[The request]
Look for "of the moss" in the records below, then copy that line and every line after it, exactly and with nothing added.

[Object location annotation data]
»»

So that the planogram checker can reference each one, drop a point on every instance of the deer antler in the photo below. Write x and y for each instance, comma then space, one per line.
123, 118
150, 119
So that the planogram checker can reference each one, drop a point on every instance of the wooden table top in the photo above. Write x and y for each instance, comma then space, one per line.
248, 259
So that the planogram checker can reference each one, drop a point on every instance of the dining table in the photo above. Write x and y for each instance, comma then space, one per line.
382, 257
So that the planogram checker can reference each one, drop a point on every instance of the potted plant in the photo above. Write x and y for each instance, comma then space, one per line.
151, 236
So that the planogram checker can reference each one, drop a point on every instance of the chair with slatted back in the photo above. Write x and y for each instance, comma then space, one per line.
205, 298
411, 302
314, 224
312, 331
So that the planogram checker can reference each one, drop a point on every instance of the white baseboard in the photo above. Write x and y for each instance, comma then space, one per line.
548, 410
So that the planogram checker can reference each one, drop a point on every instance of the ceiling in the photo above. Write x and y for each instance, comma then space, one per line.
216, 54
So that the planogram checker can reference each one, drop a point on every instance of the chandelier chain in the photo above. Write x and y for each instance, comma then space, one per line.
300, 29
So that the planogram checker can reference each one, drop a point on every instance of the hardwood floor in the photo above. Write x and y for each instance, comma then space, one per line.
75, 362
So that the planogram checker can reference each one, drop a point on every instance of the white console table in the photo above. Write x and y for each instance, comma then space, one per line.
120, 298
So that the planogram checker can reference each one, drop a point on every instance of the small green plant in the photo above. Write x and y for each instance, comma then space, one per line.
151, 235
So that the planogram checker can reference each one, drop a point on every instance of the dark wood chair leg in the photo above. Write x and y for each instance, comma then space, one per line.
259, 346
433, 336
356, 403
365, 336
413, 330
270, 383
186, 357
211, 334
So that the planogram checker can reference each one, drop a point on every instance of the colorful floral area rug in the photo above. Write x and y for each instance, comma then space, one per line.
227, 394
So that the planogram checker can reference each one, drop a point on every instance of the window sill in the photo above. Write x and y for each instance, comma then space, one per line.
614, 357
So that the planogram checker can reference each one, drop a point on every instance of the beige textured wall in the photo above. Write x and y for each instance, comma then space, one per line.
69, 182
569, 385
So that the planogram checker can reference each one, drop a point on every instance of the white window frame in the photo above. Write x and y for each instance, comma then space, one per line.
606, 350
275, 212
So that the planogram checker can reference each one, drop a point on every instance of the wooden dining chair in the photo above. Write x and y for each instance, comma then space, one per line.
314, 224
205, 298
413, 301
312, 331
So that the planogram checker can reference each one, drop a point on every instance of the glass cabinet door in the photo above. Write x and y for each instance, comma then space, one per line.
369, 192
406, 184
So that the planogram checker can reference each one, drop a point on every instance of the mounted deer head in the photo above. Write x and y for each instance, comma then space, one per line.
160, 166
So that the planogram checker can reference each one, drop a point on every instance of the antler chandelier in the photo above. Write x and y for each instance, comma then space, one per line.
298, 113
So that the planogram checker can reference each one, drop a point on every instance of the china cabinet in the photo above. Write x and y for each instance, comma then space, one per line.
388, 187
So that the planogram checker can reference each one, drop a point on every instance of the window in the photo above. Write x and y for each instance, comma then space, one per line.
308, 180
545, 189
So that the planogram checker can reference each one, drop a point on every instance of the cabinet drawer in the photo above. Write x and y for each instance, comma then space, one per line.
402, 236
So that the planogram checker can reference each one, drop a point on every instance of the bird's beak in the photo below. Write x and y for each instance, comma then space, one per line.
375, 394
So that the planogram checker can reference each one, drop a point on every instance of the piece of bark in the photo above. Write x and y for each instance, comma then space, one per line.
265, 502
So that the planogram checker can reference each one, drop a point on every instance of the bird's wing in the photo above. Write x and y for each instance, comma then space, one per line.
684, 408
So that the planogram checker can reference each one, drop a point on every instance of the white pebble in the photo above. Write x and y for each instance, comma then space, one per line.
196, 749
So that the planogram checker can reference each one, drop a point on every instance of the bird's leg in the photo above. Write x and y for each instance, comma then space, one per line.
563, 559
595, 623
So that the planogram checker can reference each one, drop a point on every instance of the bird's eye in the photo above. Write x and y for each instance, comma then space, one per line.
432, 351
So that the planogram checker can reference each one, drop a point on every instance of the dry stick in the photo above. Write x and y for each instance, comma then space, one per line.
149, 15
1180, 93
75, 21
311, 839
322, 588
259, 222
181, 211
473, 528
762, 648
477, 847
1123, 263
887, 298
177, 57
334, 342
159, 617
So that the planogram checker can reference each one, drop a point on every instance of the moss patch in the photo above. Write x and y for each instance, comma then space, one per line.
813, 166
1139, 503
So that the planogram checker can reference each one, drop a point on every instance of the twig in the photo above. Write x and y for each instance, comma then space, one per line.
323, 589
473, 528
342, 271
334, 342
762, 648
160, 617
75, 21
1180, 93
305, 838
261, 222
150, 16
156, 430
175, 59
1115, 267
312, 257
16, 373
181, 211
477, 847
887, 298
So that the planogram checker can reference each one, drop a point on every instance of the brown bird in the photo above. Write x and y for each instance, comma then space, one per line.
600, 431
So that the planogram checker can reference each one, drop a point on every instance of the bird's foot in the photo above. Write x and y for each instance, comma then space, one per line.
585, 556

««

[Output]
So that the planogram checker can reference each one, drop a point on every instance of the moss patch in the photo above. Write x and y for each instance, comma then space, one per line.
813, 166
1139, 503
So that the planogram checker can reference each one, drop a point on every instance of the twig in the photo above. Write x and y for each instance, comma then space, one per line.
323, 589
473, 528
342, 271
334, 342
762, 648
160, 617
75, 21
1180, 93
305, 838
261, 222
150, 16
156, 430
175, 59
1115, 267
312, 257
16, 373
181, 211
477, 847
887, 298
So that the planogram checker can reference each one, drop a point on every instance of the brown bird in the photo above. Write x and y for each instance, comma then space, one per line.
600, 431
So that the planogram checker can reference each one, drop a point on every instance of the bird's foot in the photo above. Write x and y for each instance, comma then space, one per line.
585, 556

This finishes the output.